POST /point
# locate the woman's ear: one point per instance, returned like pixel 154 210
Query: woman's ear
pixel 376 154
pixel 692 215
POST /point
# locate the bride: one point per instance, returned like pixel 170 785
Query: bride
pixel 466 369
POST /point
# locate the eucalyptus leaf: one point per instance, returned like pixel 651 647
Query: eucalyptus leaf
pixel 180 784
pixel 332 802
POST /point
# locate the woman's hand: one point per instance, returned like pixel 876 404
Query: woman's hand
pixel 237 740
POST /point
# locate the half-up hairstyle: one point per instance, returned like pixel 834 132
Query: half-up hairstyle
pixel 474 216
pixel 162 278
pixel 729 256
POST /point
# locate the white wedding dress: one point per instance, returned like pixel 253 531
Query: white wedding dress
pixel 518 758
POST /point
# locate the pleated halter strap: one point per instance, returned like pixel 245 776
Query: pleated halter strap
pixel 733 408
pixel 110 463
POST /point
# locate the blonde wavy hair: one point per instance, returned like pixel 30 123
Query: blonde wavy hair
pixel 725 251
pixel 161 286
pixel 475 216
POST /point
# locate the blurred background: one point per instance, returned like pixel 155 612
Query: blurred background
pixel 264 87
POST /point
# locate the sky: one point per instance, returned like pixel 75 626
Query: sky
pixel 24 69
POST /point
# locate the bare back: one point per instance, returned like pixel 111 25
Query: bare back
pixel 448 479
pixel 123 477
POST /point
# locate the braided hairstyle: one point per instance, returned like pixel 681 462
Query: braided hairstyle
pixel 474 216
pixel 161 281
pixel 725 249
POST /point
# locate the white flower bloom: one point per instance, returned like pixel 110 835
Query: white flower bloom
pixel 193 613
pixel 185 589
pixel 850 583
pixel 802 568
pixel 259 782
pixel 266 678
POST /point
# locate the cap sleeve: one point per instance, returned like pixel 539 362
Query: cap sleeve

————————

What the task asks »
The answer must be a word-for-word restatement of the records.

Problem solution »
POST /point
# locate the woman's ear: one point per instance, returned like pixel 154 210
Query: woman's ear
pixel 376 154
pixel 692 215
POST /point
# locate the bride: one point per instance, returned like pixel 170 785
Query: bride
pixel 466 369
POST /point
# locate the eucalyptus leaf: one point per instance, returned like pixel 651 647
Query: eucalyptus leaf
pixel 180 784
pixel 332 802
POST /point
# locate the woman's hand: one point per instance, returned like pixel 876 404
Query: woman's hand
pixel 237 740
POST /point
# locate the half-up hairstyle: one point per instance, returned like pixel 834 132
Query: half-up hairstyle
pixel 474 216
pixel 162 278
pixel 729 256
POST /point
# locate the white wedding dress: one point per instance, returned like pixel 253 531
Query: white wedding dress
pixel 518 758
POST /point
# locate the pleated halter strap: one point per instance, returned like pixel 245 776
Query: pleated halter strap
pixel 733 408
pixel 110 463
POST /point
# locate the blonde wavy hair: one point per instance, returned like pixel 30 123
Query: blonde wavy hair
pixel 725 251
pixel 161 286
pixel 475 216
POST /point
# locate the blurred background: one point per instance, returned like pixel 155 612
Query: blurred background
pixel 264 87
POST /point
# locate the sky: one point per instance, returned like pixel 75 626
Query: sky
pixel 24 69
POST /point
# locate the bare back: one point per instance, returned like pixel 111 25
Query: bare back
pixel 448 479
pixel 123 477
POST /point
# locate the braided hairstyle: one point per instance, returned like pixel 681 462
Query: braided hairstyle
pixel 474 216
pixel 161 281
pixel 725 249
POST /point
# locate the white flower bloom: one point per instance, returned like pixel 110 835
Query: white flower bloom
pixel 193 613
pixel 185 589
pixel 850 583
pixel 802 568
pixel 259 782
pixel 266 678
POST /point
# locate the cap sleeve: one point per instance, returned like pixel 539 362
Query: cap sleeve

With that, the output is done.